Reproduce the section of the listing that begins at the line containing "For the trial run, indicate each instance of the snow-capped" and finishes at the line containing "For the trial run, indicate each instance of the sun with". Include both end lines and nothing beyond them.

Records for processing:
-- -- --

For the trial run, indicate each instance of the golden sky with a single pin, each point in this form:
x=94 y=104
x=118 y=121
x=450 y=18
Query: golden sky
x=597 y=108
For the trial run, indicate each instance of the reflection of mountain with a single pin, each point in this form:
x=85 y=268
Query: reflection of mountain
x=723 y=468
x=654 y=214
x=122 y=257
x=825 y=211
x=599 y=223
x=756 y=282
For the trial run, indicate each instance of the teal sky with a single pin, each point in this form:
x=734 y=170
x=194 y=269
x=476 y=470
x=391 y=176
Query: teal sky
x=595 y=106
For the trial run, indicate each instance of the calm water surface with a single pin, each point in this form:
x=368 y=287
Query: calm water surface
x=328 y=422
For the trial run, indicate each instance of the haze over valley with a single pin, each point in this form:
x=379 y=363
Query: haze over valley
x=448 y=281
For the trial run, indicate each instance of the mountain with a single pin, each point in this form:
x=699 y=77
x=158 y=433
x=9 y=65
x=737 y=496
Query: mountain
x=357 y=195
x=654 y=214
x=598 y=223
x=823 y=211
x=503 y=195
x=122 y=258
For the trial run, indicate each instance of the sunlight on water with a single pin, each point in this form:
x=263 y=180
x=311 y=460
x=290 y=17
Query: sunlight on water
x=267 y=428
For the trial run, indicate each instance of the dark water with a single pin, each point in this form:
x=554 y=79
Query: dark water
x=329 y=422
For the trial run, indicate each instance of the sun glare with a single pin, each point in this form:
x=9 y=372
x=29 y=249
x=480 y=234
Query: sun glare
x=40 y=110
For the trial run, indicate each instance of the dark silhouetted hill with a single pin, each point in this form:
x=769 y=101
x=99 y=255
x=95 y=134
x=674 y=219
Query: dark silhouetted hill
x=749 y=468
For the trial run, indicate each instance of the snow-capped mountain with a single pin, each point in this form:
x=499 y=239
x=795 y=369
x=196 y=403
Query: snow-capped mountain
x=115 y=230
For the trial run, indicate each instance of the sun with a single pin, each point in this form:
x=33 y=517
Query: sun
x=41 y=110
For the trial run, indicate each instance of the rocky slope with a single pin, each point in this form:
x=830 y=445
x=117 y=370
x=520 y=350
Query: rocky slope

-- -- --

Result:
For the trial run, indicate each instance of the snow-capped mountain with a single pin, each point in this form:
x=499 y=239
x=795 y=369
x=196 y=403
Query: snow-capped mountain
x=115 y=230
For the trial run, indicate each instance of the sun with a single pin, each point in this form:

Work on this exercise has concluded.